Top of Text for analysis

Angel's Share

Where pen meets paper
Visions melt into waking
We call that the Angel’s Share
Where spirit turns vapor
Under dusty, muted moonbeams
Oblivion becomes aware
(M. Weidinger - Angel’s Share)

I saw the news that one of my favorite bars and one of NYC’s original modern-day speakeasies is closing. I can still taste the iconic Speak Low cocktail – rum, sherry and matcha. I was last there this past fall to honor the head bartender, but most of my jaunts to Angel’s Share were pre-pandemic, with friends and alone. This is all bringing up a harkening back to a few years ago, our world, this city, forever changed since then.

More than half of my time in New York City has now been pandemic, and I’ll say, its flown by so much quicker than the first 2 years. While this time has been inwardly fruitful for many people including myself, beloved establishments are still in cahoots with landlords and gigs are still cancelling over exposures. The broad encouragement of isolation first came as relief, but over time, as a person who tends towards loner-ism I certainly fell into a deep(er than before) wallow in solitude. Many aspects of my artist’s life here are still as questionably structured as a 70-year-old beach shack.

Albeit, there seems to be a constant call to loosen my grip to the winds of change amid being a full-time artist, entrepreneur, bohemian anyway. Art keeps me listening, seeking, pushing. I’ve learned this creative energy can push someone off a cliff, and it certainly will, if they don’t know where to aim it.

With the backdrop of Angel’s Share, a high-voltage intersection of energy of the last 30 years, closing its second-floor Cooper Union doors, I remember the pillars of my social and creative life before this pandemic. I think this is all to say that grace is in order. Self-understanding is absolutely in order. While this has always been true, the pandemic is still proving to be a candid opportunity to look it all over again.

Bottom of Text for analysis
Top of Data excerpts

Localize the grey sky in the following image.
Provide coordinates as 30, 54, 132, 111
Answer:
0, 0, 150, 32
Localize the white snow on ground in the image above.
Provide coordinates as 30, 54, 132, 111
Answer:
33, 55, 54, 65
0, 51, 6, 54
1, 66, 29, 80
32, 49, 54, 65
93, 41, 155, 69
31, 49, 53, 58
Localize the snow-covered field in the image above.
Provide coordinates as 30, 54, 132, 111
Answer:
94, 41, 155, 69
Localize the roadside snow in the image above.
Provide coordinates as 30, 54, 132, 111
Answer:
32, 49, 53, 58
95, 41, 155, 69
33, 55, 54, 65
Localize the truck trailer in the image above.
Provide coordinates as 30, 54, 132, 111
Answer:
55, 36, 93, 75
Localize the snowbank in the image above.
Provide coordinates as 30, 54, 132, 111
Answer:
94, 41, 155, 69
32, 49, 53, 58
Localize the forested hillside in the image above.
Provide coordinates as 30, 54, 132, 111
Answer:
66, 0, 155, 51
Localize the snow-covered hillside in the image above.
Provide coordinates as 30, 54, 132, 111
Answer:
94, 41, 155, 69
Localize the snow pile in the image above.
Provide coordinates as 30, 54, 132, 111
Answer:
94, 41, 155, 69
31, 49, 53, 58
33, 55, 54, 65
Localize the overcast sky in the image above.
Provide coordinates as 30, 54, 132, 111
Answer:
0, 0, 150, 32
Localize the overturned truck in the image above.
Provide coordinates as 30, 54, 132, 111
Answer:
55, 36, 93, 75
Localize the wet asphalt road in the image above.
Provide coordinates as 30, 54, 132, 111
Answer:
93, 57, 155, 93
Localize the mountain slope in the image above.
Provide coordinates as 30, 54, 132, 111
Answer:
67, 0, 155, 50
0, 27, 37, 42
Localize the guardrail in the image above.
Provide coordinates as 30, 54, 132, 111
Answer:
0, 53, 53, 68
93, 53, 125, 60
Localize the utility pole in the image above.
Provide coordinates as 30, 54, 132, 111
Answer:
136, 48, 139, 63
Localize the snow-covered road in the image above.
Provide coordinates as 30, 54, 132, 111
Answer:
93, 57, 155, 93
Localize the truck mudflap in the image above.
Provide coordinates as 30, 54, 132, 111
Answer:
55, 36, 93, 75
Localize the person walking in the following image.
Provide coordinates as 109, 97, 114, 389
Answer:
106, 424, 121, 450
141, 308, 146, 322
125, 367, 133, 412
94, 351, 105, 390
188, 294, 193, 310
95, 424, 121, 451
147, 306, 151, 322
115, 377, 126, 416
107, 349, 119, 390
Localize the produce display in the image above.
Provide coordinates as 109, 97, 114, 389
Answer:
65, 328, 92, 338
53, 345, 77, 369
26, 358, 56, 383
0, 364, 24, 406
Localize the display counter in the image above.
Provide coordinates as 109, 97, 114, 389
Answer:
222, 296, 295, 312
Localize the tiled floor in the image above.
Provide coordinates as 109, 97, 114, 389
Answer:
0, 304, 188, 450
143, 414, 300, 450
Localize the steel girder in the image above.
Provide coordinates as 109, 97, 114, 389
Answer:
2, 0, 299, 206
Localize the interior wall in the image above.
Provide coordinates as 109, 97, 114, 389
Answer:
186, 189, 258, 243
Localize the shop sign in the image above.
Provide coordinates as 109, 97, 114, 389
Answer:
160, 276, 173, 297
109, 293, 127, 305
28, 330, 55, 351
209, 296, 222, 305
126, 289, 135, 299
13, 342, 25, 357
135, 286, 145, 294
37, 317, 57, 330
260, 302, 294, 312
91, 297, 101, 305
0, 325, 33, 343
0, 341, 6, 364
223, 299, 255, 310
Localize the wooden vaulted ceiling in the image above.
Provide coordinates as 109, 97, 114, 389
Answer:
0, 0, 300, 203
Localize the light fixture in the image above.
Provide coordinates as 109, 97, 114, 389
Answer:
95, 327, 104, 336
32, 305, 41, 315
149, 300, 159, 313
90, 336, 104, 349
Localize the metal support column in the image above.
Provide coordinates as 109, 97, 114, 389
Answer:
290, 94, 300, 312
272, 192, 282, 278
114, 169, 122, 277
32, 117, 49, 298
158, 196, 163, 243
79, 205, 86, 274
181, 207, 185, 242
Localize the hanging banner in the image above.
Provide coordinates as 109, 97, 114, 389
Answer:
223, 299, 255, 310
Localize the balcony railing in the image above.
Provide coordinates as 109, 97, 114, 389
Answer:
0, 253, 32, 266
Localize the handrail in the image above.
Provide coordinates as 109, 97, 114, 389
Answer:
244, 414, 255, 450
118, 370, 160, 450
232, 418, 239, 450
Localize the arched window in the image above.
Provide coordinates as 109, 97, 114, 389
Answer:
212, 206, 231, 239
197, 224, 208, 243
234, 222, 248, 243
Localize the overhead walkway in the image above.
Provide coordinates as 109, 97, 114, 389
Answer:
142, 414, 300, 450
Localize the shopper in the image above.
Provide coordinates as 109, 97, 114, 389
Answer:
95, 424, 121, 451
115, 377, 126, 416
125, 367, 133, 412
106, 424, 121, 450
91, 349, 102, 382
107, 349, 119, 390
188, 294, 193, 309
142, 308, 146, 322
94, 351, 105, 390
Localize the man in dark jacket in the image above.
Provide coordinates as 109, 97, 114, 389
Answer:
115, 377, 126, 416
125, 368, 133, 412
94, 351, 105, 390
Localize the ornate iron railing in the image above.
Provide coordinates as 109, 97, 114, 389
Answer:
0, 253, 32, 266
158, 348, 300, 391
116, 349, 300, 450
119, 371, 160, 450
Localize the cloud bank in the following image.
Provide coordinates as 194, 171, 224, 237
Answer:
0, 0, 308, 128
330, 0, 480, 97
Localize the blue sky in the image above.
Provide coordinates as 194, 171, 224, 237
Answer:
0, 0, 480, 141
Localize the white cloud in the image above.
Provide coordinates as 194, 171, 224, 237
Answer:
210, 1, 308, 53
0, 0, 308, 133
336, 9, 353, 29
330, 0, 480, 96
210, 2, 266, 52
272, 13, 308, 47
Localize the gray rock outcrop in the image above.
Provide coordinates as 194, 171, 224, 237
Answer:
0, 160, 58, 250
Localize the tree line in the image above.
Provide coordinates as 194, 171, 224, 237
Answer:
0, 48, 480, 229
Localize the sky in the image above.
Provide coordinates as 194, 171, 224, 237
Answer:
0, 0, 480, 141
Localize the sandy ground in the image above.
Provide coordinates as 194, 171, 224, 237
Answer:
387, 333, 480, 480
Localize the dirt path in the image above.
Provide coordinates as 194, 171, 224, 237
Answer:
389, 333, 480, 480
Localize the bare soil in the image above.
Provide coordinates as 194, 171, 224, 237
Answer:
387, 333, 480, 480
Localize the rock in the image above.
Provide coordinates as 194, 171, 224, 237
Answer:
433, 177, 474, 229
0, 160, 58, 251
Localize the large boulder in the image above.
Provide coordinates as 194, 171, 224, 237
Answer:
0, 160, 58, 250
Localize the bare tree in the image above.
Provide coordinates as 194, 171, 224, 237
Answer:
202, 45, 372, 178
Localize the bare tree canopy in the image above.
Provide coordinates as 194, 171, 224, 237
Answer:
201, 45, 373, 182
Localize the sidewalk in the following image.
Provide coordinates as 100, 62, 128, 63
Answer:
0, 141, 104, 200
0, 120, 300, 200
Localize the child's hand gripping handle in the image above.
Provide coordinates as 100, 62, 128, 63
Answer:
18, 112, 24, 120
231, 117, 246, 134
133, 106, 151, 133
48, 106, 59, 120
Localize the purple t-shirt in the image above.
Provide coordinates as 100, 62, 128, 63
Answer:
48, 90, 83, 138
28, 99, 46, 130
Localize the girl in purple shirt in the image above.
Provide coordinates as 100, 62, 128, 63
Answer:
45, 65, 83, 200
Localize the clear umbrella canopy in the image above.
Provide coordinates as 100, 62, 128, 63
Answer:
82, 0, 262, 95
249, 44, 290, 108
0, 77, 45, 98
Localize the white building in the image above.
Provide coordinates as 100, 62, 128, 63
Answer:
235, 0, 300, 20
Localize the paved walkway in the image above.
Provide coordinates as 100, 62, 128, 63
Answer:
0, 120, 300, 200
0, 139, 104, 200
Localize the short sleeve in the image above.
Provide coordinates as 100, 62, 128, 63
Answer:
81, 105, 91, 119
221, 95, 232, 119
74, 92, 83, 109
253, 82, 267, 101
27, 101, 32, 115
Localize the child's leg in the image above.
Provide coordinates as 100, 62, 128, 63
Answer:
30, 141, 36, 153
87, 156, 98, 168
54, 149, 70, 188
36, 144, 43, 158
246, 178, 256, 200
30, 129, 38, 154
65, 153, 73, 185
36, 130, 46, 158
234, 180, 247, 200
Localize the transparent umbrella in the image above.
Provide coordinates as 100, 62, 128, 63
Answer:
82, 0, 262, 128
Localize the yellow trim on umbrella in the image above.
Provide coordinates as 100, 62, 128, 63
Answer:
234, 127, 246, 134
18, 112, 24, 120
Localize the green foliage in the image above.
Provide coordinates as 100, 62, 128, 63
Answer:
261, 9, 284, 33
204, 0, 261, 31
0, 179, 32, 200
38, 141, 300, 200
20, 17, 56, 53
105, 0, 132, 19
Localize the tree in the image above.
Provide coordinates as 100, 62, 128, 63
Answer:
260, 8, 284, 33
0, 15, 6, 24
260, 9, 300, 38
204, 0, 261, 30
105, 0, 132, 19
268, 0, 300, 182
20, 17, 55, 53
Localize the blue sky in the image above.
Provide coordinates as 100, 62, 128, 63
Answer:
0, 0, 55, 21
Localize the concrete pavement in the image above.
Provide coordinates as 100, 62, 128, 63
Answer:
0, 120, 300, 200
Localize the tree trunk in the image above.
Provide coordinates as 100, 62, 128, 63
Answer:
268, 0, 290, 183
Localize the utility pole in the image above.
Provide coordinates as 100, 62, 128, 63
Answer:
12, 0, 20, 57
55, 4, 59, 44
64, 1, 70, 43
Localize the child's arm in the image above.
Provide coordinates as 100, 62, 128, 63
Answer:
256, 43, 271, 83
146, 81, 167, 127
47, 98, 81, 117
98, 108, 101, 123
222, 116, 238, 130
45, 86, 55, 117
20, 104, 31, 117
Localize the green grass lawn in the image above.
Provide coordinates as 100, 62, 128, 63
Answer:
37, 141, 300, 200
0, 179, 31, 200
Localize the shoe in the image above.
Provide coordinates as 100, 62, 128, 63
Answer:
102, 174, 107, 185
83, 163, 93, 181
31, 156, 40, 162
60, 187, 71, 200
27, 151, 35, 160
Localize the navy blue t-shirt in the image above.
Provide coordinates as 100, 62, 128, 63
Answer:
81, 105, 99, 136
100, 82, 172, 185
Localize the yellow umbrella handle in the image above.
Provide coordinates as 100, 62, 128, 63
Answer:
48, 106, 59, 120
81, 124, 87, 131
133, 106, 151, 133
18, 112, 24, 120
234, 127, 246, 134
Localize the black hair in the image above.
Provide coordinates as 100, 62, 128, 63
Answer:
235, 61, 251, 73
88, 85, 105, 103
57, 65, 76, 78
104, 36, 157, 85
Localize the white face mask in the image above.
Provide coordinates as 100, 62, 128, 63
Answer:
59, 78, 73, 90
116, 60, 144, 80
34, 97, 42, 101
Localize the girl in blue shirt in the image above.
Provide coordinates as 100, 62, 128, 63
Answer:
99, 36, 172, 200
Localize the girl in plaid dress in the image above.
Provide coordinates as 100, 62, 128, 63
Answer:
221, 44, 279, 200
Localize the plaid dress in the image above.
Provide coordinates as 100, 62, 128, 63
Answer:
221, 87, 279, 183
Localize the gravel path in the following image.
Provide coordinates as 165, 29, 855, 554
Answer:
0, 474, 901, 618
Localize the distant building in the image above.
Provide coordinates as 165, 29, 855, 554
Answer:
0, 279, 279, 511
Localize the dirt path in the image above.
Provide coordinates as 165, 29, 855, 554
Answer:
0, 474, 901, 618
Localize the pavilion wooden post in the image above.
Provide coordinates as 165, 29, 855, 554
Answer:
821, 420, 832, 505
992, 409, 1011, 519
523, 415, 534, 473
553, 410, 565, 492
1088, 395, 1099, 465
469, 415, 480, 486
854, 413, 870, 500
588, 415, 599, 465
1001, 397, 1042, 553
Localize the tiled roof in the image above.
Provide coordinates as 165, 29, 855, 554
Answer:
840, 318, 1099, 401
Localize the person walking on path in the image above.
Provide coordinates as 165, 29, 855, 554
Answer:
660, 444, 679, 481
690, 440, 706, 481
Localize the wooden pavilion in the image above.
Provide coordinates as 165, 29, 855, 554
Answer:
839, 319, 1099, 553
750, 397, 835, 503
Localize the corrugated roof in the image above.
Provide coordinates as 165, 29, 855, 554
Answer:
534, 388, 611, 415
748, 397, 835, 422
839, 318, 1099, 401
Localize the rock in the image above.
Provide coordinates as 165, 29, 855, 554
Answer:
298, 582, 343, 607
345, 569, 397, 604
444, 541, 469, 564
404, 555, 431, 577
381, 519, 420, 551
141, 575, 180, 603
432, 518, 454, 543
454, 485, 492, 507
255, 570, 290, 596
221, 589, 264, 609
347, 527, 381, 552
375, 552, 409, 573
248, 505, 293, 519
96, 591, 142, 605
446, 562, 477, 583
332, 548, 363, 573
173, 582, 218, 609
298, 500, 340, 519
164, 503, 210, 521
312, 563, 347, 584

Bottom of Data excerpts

◆ **Action item**
List the ingredients of the Speak Low cocktail named in the piece about Angel's Share closing.

◆ **Solution**
Rum, sherry, matcha